> [Testo di partenza]:
Tutti i vini che ho assaggiato in cantina a Capriva avevano un comune denominatore: incredibile pulizia ed eleganza, grande struttura e un riconoscimento del terroir piuttosto netto. Tra l’altro ho avuto la fortuna di assaggiare anche qualche annata meno recente, a dimostrazione che questi vini con il tempo acquistano una complessità che lascia davvero stupefatti.

Pinot bianco Doc Collio 2004: naso complesso, avvolgente

Pinot bianco Doc Collio 2007: più floreale del 2004, sapido e fresco

Blanc Des Rosis bianco 2001 (uvaggio di uve di Tocai Friulano, di Pinot Grigio, di Sauvignon, di Malvasia Istriana e di Ribolla Gialla.); nasce dalla precisa volontà di rappresentare in un vino unico la ricca realtà viticola della zona di appartenenza. Questo 2001 ha acquistato con gli anni una tale complessità che si fa presto a definirlo capolavoro.

> [Sezione dati]:
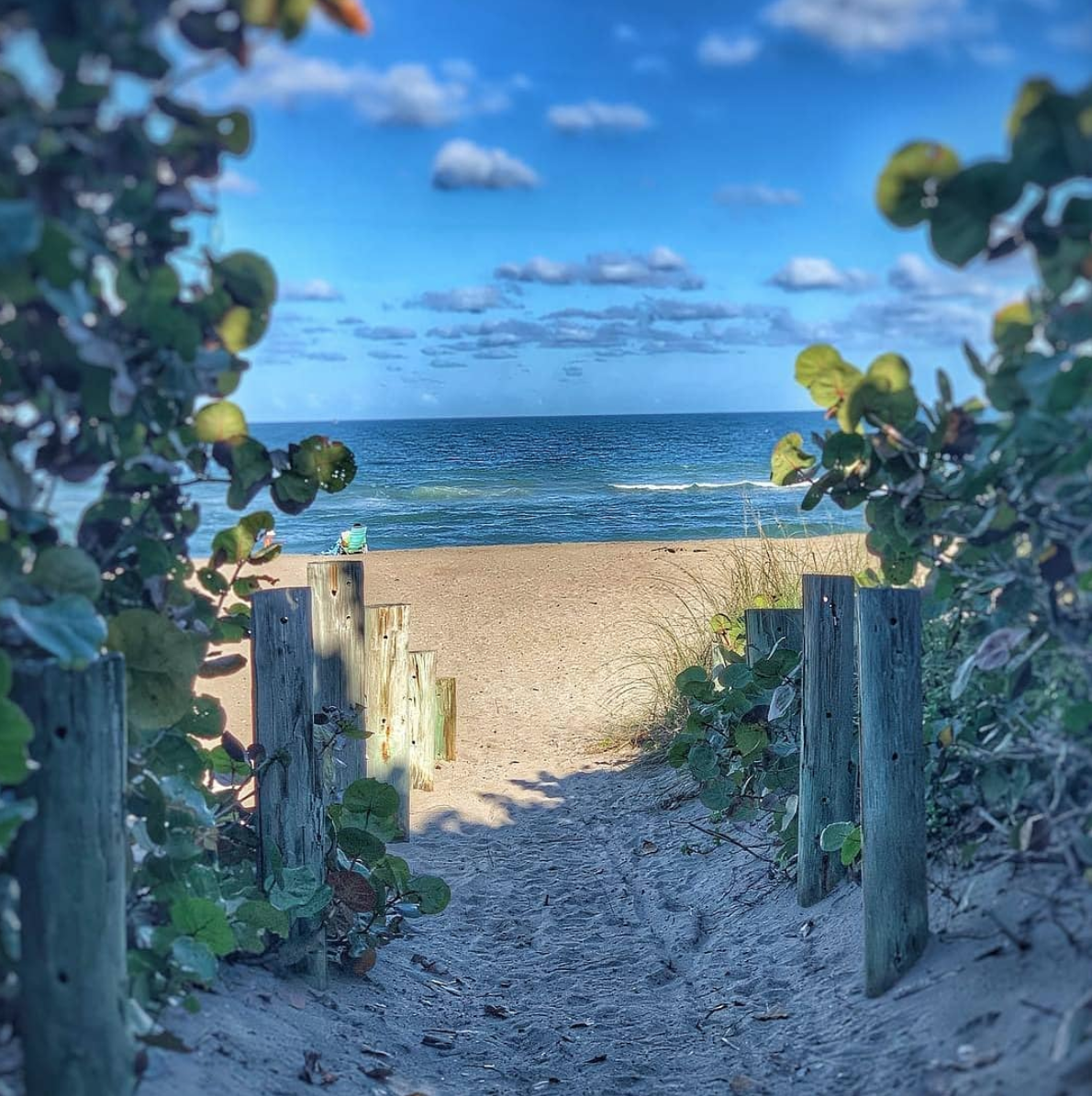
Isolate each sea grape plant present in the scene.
[667,631,801,868]
[772,80,1092,863]
[0,0,381,1029]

> [Consegna]: Secondo il testo di partenza, con quali uve è composto l'uvaggio del Blanc Des Rosis bianco 2001? Per rispondere ci si basi soltanto sul testo di partenza.

> [Risposta]: Tocai Friulano, Pinot Grigio, Sauvignon, Malvasia Istriana e Ribolla Gialla.